Start of MATERIAL FOR THIS TASK
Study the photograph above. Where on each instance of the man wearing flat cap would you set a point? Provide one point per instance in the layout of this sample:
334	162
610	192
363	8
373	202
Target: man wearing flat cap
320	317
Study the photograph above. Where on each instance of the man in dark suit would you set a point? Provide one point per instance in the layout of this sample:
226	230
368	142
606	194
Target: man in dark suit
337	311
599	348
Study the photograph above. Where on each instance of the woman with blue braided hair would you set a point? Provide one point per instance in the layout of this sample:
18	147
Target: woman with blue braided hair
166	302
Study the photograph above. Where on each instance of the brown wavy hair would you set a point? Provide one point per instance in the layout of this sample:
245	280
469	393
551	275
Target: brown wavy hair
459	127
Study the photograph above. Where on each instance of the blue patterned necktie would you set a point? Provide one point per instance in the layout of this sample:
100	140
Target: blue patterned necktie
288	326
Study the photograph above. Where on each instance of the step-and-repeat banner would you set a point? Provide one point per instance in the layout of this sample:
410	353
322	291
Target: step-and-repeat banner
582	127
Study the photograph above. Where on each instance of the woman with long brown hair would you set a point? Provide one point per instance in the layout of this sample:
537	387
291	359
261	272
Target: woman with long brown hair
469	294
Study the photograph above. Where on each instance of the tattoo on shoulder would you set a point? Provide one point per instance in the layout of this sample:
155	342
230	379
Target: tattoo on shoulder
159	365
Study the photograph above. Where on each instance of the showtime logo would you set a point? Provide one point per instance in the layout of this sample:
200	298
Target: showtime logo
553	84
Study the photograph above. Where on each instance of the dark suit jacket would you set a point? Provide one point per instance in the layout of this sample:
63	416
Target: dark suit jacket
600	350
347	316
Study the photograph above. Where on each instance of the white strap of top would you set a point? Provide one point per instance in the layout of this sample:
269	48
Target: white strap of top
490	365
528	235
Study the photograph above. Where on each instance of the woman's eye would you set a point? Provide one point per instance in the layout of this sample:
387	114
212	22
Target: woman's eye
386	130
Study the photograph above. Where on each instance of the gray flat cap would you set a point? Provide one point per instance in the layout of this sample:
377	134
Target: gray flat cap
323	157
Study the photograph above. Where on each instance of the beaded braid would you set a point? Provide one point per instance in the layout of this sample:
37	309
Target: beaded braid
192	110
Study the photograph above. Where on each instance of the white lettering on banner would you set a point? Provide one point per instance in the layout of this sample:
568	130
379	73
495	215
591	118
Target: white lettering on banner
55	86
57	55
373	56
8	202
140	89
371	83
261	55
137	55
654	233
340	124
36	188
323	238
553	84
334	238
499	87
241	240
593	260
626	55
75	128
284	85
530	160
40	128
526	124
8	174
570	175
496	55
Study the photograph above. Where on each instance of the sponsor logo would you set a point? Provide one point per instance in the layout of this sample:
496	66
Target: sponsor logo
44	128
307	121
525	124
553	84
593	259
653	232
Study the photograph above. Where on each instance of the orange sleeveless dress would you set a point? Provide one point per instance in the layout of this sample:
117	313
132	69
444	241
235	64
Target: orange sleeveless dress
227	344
End of MATERIAL FOR THIS TASK
§ **GOAL**
Copy all of the records above word for word, keeping every line as it is.

§ **EXERCISE RESPONSE**
Study the photograph above. Where on each instance of the man wearing flat cap would you set a point? Provide one point per instance in the layout of this sample:
334	162
610	192
363	8
373	202
Target: man wearing flat cap
320	317
Study the photograph above. Where on each instance of the man in dark suit would you set a point? Provide one point per instance in the layout of this sample:
226	230
368	142
606	194
Target: man in dark suit
337	311
599	348
Study the photograph above. Where on each instance of the woman with blue braided hair would you set a point? Provide one point per instance in the layout of this sample:
18	147
Target: woman with blue braided hair
166	302
Study the photograph above. Where on each instance of the brown wavy hair would you set a point? Provide one point per instance in the layout of this sample:
245	280
469	393
551	275
Target: brown wavy hair
459	127
Study the photograph above. Where on each instance of the blue patterned necktie would you set a point? Provide one point per instance in the layout of this sample:
100	140
Target: blue patterned necktie
288	326
Study the photograph above. Where on each instance of the step-and-repeat banner would you set a point? Provide one point per instance in the layout of this sample:
410	353
322	291
Target: step-and-repeat banner
582	127
Study the photograph above. Where on each instance of the woman with long brown hair would you set a point? Provide one point per instance in the layout of this sample:
537	387
291	359
261	272
Target: woman with long brown hair
469	294
Study the photograph above. Where on each instance of the tattoo on shoulder would you set a point? Provide one point per instance in the layout of this sample:
155	342
230	379
Target: tattoo on shoulder
159	365
Study the photograph above. Where on each instance of the showtime logo would you set a point? Provide one point per instance in the layout of this sample:
200	298
Target: showtime logo
553	84
Study the photograph above. Where on each instance of the dark suit jacket would you set a point? Provide one point per instance in the layout of this sample:
63	416
Target: dark suit jacket
600	350
347	316
Study the photograph above. Where on each instance of the white strap of top would you set a point? Provide one point per instance in the layout of this sample:
269	48
Target: white strap of top
490	365
528	235
Study the photograph above. Where on each instance of the woman's eye would you set a point? Provide one point per instance in the layout of this sample:
387	114
212	22
Target: woman's eye
386	130
Study the photograph above. Where on each instance of the gray flat cap would you set a point? Provide one point per instance in the layout of this sample:
377	134
Target: gray flat cap
323	157
Study the photograph above. Where on each instance of the beaded braid would you set a point? Provide one point per instance in the layout of this sample:
37	309
Target: beaded braid
192	110
Study the photograph above. Where on each instance of the white lettering on banner would you set a point? Provide one point per instance in the layout of this sample:
568	130
379	73
495	215
591	118
Target: white lettering on banner
55	86
57	55
373	56
8	202
140	89
371	83
261	55
137	55
654	233
340	124
36	188
323	238
553	84
334	238
499	87
241	240
593	260
626	55
75	128
284	85
530	160
40	128
526	124
8	174
570	175
496	55
Study the photograph above. Where on each instance of the sponsor logo would you set a point? Provide one point per instance in the layout of this sample:
496	66
Target: sponsor logo
44	128
307	121
525	124
553	84
593	259
653	232
Study the photograph above. Where on each instance of the orange sleeveless dress would you set a point? Provide one point per instance in the layout of this sample:
117	313
132	69
444	241
235	64
Target: orange sleeveless dress
227	344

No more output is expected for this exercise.